- SET EXERCISE 1 -
Collect each line of the rows below that contains the string "shirt". Case counts.

[begin READING TEXT]

Vanity Fair / March 2026

An exploitative farce, a second-wave feminist masterpiece, or somehow both at the same time

In the few short months leading up to its wide release, the filmmakers behind Grey Gardens were in a frantic state of damage control. Albert and David Maysles’s now iconic documentary, chronicling the eccentric lives of high-society dropouts “Big” and “Little” Edith Bouvier Beale—Jackie O’s aunt and first cousin—had been courting controversy even before its fall 1975 debut at the New York Film Festival. Critics at its first press screening called the film disgusting, accusing it of exploiting both its oblivious subjects and the beloved former first lady. “You just sloughed off Jackie Kennedy,” reviewer Rex Reed spat at the Maysles brothers as they took the stage after the credits rolled. The Trenton Times gossiped that the film “nearly provoked a fight.”

Grey Gardens was hardly the Maysles’s first foray into controversy, but their latest feature-length film was also their first to feature female subjects as main characters. The filmmakers’ timing—smack-dab in the middle of the women’s lib movement—was either impeccable or atrocious, depending entirely on whom you were asking. Those interpretations hinge upon how a given viewer might interpret the Beales themselves: Were they financially desperate and probably mentally ill victims of patriarchal systems that embarrassed and exploited them? Or were they defiant objectors to societal norms, rightfully cashing in by telling their story of non-conformity on their own terms?

[end READING TEXT]
[begin MATERIAL TO PROCESS]

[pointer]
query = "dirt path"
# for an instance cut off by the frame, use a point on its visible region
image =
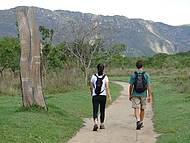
(120, 125)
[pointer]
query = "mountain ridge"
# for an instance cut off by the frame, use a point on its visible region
(142, 37)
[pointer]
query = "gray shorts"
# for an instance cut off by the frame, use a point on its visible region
(138, 102)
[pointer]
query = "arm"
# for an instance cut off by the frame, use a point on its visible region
(108, 91)
(130, 91)
(91, 88)
(149, 97)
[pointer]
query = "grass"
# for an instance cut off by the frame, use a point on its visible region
(171, 111)
(171, 103)
(63, 119)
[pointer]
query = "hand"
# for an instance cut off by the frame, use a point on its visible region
(110, 99)
(130, 97)
(149, 99)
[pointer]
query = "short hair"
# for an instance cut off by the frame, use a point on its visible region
(100, 68)
(139, 64)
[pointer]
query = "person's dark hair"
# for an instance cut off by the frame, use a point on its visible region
(100, 68)
(139, 64)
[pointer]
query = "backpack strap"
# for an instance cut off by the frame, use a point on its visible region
(102, 76)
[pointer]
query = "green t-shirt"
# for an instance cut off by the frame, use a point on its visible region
(132, 81)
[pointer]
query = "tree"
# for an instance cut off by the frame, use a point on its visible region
(86, 45)
(9, 54)
(52, 56)
(30, 59)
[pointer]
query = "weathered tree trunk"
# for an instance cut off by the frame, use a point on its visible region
(30, 59)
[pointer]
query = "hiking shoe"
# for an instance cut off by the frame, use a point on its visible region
(142, 125)
(102, 126)
(95, 128)
(138, 125)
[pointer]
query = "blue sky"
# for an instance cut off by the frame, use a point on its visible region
(172, 12)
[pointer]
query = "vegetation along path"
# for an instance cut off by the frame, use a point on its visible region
(120, 125)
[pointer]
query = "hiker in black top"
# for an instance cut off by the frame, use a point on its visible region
(100, 91)
(139, 91)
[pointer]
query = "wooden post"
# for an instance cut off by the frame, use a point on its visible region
(30, 59)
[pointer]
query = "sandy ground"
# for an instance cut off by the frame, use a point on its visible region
(120, 125)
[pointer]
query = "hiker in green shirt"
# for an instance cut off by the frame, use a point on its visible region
(139, 92)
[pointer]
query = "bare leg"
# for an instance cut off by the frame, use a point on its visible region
(141, 115)
(137, 114)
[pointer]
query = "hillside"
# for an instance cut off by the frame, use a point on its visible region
(141, 36)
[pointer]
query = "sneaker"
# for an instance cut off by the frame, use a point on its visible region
(138, 125)
(142, 125)
(95, 128)
(102, 126)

[end MATERIAL TO PROCESS]

- SET EXERCISE 2 -
Write out the entire Grey Gardens article above, word for word, with the same punctuation and line breaks.

- EXERCISE OUTPUT 1 -
query = "green t-shirt"
query = "hiker in green shirt"

- EXERCISE OUTPUT 2 -
Vanity Fair / March 2026

An exploitative farce, a second-wave feminist masterpiece, or somehow both at the same time

In the few short months leading up to its wide release, the filmmakers behind Grey Gardens were in a frantic state of damage control. Albert and David Maysles’s now iconic documentary, chronicling the eccentric lives of high-society dropouts “Big” and “Little” Edith Bouvier Beale—Jackie O’s aunt and first cousin—had been courting controversy even before its fall 1975 debut at the New York Film Festival. Critics at its first press screening called the film disgusting, accusing it of exploiting both its oblivious subjects and the beloved former first lady. “You just sloughed off Jackie Kennedy,” reviewer Rex Reed spat at the Maysles brothers as they took the stage after the credits rolled. The Trenton Times gossiped that the film “nearly provoked a fight.”

Grey Gardens was hardly the Maysles’s first foray into controversy, but their latest feature-length film was also their first to feature female subjects as main characters. The filmmakers’ timing—smack-dab in the middle of the women’s lib movement—was either impeccable or atrocious, depending entirely on whom you were asking. Those interpretations hinge upon how a given viewer might interpret the Beales themselves: Were they financially desperate and probably mentally ill victims of patriarchal systems that embarrassed and exploited them? Or were they defiant objectors to societal norms, rightfully cashing in by telling their story of non-conformity on their own terms?